Aim
Repeat the whole of the data, keeping every detail the same.

Given information

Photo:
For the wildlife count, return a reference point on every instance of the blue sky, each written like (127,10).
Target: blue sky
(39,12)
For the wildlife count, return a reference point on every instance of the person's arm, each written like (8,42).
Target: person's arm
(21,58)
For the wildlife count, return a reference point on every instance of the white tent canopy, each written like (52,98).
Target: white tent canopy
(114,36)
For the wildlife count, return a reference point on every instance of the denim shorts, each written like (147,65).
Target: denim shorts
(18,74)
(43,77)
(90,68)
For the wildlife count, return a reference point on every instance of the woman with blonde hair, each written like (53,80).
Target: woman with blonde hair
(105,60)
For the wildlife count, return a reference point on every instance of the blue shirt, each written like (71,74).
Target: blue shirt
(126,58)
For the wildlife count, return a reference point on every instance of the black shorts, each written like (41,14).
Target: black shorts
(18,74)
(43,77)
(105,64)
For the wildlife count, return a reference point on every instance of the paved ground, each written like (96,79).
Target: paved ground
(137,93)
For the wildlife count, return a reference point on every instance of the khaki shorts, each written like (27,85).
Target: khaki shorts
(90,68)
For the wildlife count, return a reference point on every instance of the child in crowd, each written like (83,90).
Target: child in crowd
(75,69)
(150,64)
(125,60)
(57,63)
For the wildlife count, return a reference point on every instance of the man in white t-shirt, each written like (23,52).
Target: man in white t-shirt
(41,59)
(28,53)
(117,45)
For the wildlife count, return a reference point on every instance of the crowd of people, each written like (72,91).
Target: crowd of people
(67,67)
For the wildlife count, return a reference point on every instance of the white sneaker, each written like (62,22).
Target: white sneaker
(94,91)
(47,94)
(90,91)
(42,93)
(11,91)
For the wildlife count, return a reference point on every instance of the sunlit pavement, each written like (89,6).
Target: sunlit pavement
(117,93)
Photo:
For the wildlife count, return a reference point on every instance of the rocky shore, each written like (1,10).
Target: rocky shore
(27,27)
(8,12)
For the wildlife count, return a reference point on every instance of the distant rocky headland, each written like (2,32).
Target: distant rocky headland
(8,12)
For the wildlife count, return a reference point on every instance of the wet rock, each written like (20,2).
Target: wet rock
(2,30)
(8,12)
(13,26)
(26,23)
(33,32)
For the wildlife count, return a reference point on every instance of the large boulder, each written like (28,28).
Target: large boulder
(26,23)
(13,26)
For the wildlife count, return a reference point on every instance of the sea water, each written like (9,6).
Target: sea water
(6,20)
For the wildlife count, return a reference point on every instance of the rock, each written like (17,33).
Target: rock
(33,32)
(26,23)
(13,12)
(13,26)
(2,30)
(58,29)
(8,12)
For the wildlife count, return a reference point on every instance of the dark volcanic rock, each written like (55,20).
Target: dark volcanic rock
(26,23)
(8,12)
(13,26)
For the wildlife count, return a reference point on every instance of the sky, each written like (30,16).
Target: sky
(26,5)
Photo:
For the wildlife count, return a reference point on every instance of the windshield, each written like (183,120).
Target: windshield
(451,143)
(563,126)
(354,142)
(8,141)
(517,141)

Output of the task
Photo:
For the wildlife count, return a reference point on every instance of the blue sky, each written like (127,10).
Target: blue sky
(39,12)
For the wildlife count, return a reference point on every instance of the person's arm, each written like (8,42).
Target: person's arm
(21,58)
For the wildlife count, return a reference point on every instance of the white tent canopy, each written like (52,98).
Target: white tent canopy
(114,36)
For the wildlife count, return a reference point on every instance of the denim shorts, each written like (147,65).
Target: denim shorts
(18,74)
(43,77)
(90,68)
For the wildlife count, return a reference point on every instance of the woman with blonde hair, each written like (53,80).
Target: woman with blonde hair
(105,60)
For the wildlife count, return a reference point on every instance of the blue shirt, each written like (71,74).
Target: blue shirt
(126,58)
For the wildlife count, return a reference point on every instance of the black shorts, each written like (41,14).
Target: black shorts
(18,74)
(43,77)
(105,64)
For the wildlife count, return a reference point on every instance of the paved ground, each written like (96,79).
Target: paved ground
(137,93)
For the wildlife count, return a reference point on every instance of the khaki shorts, each written like (27,85).
Target: khaki shorts
(90,68)
For the wildlife count, return a reference point on every instance of the child in crowd, each written like (83,90).
Target: child in crowd
(75,69)
(150,64)
(125,60)
(57,63)
For the wildlife count, return a reference point on every instance of the man in white t-shirt, each written like (23,52).
Target: man in white t-shirt
(41,59)
(28,53)
(117,45)
For the wildlife count, return a reference point on every instance of the crowd of people, each written like (72,91).
Target: crowd of people
(67,67)
For the wildlife count, return a reference point on every instance of the white sneaker, each written like (62,22).
Target: white sneaker
(94,91)
(47,94)
(90,91)
(42,93)
(11,91)
For the wildlife count, return a reference point on every instance of the sunlit pavement, each written like (89,6).
Target: sunlit pavement
(117,93)
Photo:
For the wildlife count, return a reference point on every instance of the rocky shore, each written like (1,10).
Target: rocky shore
(27,27)
(8,12)
For the wildlife count, return a reference point on every instance of the distant rocky headland, each written like (2,32).
Target: distant rocky headland
(8,12)
For the wildlife count, return a reference point on every instance of the wet rock, each written like (20,2).
Target: wet rock
(2,30)
(8,12)
(13,26)
(26,23)
(33,32)
For the wildlife count, return a reference point on every instance of the large boulder, each written like (28,28).
Target: large boulder
(26,23)
(13,26)
For the wildlife count, return a reference point on every instance of the sea water, each written like (9,6).
Target: sea water
(6,20)
For the wildlife count, return a reference point on every instance of the rock, each written like (17,33).
Target: rock
(33,32)
(26,23)
(13,12)
(13,26)
(2,30)
(58,29)
(8,12)
For the wildlife count, return a reference point on every instance of the dark volcanic rock, each written like (55,20).
Target: dark volcanic rock
(26,23)
(8,12)
(13,26)
For the wildlife count, return a reference point on every instance of the sky, each written like (30,16).
Target: sky
(26,5)
Photo:
For the wildlife count, return a reference point on every instance of the windshield, each written like (183,120).
Target: windshield
(451,143)
(563,126)
(354,142)
(8,141)
(517,141)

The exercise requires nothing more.